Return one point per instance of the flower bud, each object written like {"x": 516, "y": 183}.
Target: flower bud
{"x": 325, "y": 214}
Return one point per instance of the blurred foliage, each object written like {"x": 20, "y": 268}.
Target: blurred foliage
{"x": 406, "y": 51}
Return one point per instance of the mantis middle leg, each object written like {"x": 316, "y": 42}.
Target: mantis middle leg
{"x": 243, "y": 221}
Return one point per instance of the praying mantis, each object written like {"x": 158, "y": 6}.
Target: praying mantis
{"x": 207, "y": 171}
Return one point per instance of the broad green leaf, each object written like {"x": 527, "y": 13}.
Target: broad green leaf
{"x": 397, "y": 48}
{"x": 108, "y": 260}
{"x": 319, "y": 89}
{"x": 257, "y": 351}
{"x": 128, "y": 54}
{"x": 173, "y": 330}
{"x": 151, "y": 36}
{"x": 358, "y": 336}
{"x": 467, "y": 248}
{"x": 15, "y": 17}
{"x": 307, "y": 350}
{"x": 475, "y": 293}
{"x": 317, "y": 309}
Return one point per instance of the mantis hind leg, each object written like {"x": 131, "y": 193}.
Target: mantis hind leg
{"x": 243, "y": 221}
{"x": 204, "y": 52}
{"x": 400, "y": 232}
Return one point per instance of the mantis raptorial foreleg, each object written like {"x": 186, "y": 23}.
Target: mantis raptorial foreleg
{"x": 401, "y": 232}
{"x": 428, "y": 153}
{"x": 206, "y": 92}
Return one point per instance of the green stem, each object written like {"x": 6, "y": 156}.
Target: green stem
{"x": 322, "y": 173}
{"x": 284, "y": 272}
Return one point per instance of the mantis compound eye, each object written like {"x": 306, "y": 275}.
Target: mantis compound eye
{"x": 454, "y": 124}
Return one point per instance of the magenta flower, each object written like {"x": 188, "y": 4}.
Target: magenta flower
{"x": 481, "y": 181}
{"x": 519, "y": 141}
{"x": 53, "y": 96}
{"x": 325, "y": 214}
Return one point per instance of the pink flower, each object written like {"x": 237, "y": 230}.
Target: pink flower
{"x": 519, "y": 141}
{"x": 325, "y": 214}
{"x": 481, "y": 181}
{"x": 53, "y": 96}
___
# Task description
Identify each line in the entries with the word "instance" and copy it.

# Result of the task
Return one point per instance of the flower bud, each object written like {"x": 516, "y": 183}.
Return one point per instance of the blurred foliage, each object written like {"x": 20, "y": 268}.
Return one point per instance of the mantis middle leg, each object written like {"x": 316, "y": 42}.
Return one point per instance of the praying mantis, each object written like {"x": 158, "y": 6}.
Return one point per instance of the broad green leaf, each object written like {"x": 527, "y": 13}.
Return one point per instance of the mantis hind leg, each object written like {"x": 131, "y": 193}.
Return one point per instance of the mantis raptorial foreleg, each object written like {"x": 186, "y": 23}.
Return one point per instance of the green stem, each object written like {"x": 6, "y": 156}.
Return one point per instance of the mantis compound eye, each object written like {"x": 306, "y": 275}.
Return one point per instance of the magenta flower, each object written like {"x": 188, "y": 4}.
Return one point per instance of the pink flower, each object written like {"x": 237, "y": 230}.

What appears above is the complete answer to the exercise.